◆ **Try it**
Keep only the lines that hold the string "spike", filtering out the rest of the entries below.

═════ Records provided

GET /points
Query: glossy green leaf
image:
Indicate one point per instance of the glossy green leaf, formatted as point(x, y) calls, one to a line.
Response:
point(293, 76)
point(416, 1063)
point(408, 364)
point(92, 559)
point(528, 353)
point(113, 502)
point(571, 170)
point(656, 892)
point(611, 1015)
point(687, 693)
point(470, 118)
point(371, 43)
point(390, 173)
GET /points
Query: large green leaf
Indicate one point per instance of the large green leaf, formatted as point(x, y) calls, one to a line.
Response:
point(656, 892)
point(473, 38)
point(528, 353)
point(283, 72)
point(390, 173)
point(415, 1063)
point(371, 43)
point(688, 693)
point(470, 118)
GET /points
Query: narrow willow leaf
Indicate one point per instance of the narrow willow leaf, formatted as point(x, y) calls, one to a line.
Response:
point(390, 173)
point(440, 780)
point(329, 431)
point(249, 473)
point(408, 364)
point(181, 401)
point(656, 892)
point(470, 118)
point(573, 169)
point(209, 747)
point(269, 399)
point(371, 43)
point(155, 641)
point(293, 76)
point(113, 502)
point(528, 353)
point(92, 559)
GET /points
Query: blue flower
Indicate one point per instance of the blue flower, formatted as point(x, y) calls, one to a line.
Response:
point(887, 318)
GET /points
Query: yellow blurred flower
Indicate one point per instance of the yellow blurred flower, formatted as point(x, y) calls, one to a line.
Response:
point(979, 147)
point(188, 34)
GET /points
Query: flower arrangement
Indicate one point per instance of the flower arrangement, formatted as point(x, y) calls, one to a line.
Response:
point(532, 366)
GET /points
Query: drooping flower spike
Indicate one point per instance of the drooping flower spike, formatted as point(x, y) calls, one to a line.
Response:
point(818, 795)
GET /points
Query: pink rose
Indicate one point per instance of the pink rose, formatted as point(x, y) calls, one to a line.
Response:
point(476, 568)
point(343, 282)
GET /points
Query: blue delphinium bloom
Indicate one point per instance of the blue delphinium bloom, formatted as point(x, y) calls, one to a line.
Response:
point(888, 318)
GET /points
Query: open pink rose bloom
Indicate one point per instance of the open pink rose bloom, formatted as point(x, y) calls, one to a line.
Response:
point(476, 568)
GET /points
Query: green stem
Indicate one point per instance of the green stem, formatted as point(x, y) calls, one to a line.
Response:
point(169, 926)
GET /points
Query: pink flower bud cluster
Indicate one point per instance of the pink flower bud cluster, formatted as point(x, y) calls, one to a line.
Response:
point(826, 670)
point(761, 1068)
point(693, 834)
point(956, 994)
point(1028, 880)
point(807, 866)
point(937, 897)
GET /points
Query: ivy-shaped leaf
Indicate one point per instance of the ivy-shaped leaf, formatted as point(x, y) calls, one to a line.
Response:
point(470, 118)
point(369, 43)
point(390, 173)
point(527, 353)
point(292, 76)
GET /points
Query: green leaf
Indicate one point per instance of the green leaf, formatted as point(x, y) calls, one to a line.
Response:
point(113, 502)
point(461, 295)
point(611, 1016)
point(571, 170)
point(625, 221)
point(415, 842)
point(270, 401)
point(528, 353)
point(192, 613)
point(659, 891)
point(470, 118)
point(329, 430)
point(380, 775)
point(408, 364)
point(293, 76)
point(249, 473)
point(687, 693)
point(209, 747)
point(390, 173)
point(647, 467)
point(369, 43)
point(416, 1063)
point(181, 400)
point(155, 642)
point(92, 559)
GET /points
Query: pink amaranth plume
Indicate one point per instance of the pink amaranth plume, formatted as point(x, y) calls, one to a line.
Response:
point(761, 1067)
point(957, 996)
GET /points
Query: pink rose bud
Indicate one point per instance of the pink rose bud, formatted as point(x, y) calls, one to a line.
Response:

══════════

◆ **Completed task**
Query: drooping flower spike
Indicate one point per instance of the drooping flower spike, formatted as point(x, y) calls, one to a line.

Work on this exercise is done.